# PAGE TEXT:
+--

Let’s perform the test now.

# load datasets package
library(datasets)

t.test(women$height,mu=65)

Screenshot 2021-03-09 at 14.03.46

From our results from the t-test, we can see that the p-value is not less than .05 which means we can not reject our null hypothesis.

Paired t-test

Let’s think about the third example which we have discussed in the start.

We collected two samples of test scores of same classroom at the start of the semester and end of the semester. We wanted to test whether the students’ test scores’ were improved significantly or not.

For this exercise, we have the following dataset of test scores of the same students at the start of the lecture and end of the lecture.

test-1 test-2
175 296
329 376
238 309
60 222
271 150
291 316
364 321
402 447
70 220
335 375
300 310
245 310
186 282
31 317
104 362
132 338
94 263
38 138
62 329
139 292
94 275
48 150
68 319
138 300

So data were collected from the same students. In this case, we will apply the paired t-test to test whether there is any improvement in students’ test scores after attending the lecture or not.

We first need to test the assumptions (Skipped for it. You can check the assumptions here)

We will set-up our hypothesis

H_0 : There is no difference in students’ test performance before and after the lecture (null hypothesis)

H_1 : There’s is a difference in students’ test performance before and after the lecture.

Then, we would set the level of significance as 5% (.05).

+--

# THE DATA:

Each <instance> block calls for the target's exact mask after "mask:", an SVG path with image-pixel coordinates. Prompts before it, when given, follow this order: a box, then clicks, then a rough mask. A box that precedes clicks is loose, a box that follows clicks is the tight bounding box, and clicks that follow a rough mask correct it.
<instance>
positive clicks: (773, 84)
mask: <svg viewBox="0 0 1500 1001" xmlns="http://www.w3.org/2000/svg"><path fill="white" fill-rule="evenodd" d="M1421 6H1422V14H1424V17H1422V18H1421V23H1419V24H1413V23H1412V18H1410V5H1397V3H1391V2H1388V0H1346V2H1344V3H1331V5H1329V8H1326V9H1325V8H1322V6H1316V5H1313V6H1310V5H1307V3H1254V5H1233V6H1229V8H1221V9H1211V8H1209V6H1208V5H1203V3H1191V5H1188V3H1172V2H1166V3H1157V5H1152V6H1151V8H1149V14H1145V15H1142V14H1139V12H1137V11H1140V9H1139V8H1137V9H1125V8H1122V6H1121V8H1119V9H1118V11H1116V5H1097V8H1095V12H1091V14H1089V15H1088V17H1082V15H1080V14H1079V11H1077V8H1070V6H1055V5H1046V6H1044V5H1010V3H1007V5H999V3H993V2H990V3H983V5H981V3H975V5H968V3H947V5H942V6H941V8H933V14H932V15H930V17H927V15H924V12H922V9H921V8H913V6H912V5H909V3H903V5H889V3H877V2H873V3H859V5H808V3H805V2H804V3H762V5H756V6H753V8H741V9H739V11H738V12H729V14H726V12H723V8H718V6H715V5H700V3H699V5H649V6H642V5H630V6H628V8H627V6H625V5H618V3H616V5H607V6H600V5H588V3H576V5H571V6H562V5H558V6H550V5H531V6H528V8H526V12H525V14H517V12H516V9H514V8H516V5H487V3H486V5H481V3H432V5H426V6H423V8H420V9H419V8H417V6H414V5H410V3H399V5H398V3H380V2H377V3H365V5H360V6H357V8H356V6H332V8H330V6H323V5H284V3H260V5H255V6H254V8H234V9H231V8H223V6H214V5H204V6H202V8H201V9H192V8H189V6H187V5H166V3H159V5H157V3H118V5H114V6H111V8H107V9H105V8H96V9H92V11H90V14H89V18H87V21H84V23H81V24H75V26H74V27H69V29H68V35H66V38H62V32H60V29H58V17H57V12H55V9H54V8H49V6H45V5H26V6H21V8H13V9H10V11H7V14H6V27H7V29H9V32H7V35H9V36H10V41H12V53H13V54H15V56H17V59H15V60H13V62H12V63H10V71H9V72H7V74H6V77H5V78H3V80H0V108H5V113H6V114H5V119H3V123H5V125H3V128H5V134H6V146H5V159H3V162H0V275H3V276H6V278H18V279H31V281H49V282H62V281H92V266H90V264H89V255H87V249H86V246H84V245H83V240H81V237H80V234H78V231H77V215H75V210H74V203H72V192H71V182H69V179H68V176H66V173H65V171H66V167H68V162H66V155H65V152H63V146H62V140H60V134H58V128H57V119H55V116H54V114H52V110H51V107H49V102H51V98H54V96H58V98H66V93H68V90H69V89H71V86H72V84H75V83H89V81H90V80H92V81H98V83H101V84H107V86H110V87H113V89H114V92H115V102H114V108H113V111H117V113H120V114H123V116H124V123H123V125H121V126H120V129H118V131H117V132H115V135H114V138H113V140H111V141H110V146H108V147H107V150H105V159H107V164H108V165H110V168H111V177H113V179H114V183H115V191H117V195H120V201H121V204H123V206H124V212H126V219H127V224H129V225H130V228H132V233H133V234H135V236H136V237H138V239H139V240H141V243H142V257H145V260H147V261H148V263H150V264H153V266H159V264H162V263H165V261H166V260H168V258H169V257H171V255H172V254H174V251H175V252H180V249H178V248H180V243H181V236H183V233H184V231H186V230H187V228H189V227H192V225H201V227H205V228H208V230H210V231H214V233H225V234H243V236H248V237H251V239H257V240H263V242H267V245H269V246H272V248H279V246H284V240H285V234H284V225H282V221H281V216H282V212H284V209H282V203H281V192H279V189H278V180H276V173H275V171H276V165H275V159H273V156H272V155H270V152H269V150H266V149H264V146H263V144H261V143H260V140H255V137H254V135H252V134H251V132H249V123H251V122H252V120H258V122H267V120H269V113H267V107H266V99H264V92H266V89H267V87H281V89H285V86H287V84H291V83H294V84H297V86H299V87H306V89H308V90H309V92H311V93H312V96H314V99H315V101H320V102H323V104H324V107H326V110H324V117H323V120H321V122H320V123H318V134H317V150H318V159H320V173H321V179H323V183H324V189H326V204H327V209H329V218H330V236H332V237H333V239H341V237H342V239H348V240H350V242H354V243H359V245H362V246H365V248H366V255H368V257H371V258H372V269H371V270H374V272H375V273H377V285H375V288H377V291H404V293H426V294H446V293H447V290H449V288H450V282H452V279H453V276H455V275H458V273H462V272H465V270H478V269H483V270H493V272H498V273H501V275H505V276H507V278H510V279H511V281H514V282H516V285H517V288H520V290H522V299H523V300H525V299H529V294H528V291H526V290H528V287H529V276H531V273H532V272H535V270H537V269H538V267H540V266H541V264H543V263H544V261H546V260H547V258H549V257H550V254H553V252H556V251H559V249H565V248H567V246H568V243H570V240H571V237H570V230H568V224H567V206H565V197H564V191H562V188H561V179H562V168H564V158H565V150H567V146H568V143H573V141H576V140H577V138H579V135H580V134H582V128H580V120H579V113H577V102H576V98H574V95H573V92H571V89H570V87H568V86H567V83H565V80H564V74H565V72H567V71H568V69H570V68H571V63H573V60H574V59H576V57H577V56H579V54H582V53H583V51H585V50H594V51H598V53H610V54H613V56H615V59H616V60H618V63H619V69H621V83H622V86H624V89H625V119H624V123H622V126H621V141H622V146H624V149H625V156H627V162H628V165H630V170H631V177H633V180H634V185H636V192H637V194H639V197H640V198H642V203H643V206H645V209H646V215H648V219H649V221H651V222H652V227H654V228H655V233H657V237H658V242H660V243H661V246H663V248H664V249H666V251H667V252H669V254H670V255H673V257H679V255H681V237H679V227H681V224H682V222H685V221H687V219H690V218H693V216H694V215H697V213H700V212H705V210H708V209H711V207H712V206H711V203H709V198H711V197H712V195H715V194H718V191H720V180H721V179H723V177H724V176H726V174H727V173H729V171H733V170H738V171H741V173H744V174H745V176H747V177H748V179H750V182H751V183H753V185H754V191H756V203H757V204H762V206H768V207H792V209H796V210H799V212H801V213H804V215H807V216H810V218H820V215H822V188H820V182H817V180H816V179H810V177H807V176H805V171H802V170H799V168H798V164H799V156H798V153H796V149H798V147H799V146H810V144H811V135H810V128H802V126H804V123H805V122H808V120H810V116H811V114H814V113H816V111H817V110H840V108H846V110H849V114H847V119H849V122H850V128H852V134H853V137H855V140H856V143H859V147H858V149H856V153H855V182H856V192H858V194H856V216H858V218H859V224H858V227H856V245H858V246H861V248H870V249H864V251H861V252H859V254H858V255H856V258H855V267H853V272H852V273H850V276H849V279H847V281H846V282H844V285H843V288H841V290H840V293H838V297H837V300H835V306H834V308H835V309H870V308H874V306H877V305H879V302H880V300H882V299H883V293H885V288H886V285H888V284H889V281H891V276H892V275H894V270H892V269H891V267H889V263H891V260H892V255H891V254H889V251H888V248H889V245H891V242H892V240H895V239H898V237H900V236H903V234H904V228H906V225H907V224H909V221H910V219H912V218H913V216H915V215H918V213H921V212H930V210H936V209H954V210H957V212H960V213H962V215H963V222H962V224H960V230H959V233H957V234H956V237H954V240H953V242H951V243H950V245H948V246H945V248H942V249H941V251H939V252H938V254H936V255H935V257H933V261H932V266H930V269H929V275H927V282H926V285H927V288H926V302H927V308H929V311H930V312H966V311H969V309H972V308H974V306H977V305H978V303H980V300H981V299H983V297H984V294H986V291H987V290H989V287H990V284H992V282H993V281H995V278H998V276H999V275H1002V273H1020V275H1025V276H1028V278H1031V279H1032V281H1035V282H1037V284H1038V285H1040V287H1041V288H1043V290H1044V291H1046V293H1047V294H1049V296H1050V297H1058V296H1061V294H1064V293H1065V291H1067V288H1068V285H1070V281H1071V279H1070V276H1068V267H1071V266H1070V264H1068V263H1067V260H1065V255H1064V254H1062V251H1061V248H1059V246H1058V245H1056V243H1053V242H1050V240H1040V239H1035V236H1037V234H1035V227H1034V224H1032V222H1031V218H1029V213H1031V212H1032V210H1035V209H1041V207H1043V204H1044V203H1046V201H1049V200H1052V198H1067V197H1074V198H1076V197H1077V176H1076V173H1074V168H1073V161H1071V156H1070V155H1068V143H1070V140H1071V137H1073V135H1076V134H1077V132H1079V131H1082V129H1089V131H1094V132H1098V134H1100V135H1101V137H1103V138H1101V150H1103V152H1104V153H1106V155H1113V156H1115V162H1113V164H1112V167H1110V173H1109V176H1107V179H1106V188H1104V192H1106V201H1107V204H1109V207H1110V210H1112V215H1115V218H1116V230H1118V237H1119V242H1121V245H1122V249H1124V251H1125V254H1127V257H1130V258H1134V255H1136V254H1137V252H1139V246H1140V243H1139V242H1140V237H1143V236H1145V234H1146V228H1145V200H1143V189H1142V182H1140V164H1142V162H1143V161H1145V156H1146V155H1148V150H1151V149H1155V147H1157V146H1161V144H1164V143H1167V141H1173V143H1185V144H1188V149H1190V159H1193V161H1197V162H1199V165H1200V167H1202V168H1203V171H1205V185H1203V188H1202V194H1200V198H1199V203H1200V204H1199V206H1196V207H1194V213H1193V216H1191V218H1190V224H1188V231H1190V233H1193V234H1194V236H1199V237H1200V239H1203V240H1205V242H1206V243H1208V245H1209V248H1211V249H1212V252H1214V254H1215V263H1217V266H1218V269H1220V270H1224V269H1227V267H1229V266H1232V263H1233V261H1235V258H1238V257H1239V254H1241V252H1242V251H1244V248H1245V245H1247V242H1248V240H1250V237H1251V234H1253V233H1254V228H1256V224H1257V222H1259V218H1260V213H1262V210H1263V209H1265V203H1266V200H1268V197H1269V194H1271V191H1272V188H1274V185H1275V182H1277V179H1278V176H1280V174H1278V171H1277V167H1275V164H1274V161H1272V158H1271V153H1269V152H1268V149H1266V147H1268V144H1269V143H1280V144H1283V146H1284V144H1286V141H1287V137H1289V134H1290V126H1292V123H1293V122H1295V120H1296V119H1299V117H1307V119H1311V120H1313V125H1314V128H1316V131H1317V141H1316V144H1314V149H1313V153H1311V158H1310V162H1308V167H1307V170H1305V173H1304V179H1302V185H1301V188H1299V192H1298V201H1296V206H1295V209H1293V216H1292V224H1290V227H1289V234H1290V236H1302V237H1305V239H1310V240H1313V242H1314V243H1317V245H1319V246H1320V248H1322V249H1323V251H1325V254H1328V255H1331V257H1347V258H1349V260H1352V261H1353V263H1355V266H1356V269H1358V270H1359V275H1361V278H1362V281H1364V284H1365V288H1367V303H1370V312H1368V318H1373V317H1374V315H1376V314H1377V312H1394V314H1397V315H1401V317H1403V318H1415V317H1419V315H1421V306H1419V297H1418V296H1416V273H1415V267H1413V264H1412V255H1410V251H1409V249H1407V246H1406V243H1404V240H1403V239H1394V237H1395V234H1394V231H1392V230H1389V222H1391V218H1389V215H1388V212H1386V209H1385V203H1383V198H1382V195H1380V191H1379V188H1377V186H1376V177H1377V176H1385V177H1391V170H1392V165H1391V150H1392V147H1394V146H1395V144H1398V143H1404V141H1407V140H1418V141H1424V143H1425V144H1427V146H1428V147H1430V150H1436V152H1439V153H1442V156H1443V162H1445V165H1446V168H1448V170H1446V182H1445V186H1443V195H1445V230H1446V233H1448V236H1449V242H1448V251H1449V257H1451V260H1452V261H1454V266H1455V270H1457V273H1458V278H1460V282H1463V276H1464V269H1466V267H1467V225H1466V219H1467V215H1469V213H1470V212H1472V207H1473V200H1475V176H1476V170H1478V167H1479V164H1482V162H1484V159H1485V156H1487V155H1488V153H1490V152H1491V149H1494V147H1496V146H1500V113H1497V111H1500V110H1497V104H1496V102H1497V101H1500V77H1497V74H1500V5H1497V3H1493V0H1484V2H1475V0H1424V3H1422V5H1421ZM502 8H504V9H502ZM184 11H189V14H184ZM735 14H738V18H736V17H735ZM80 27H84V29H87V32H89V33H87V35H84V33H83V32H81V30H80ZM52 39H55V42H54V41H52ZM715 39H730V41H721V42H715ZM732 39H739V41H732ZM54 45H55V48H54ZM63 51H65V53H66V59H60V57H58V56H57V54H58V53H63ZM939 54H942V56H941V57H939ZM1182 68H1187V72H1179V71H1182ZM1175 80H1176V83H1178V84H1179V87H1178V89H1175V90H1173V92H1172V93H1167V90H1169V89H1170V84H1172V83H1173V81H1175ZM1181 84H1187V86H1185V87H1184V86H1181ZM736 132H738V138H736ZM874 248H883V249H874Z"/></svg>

+--

# EXERCISE:
In the t-test text above, shorten the paragraph that begins "We collected two samples" to one sentence that keeps its main facts.

# RESPONSE:
Test scores from the same classroom were collected at the start and end of the semester to test whether the students' scores improved significantly.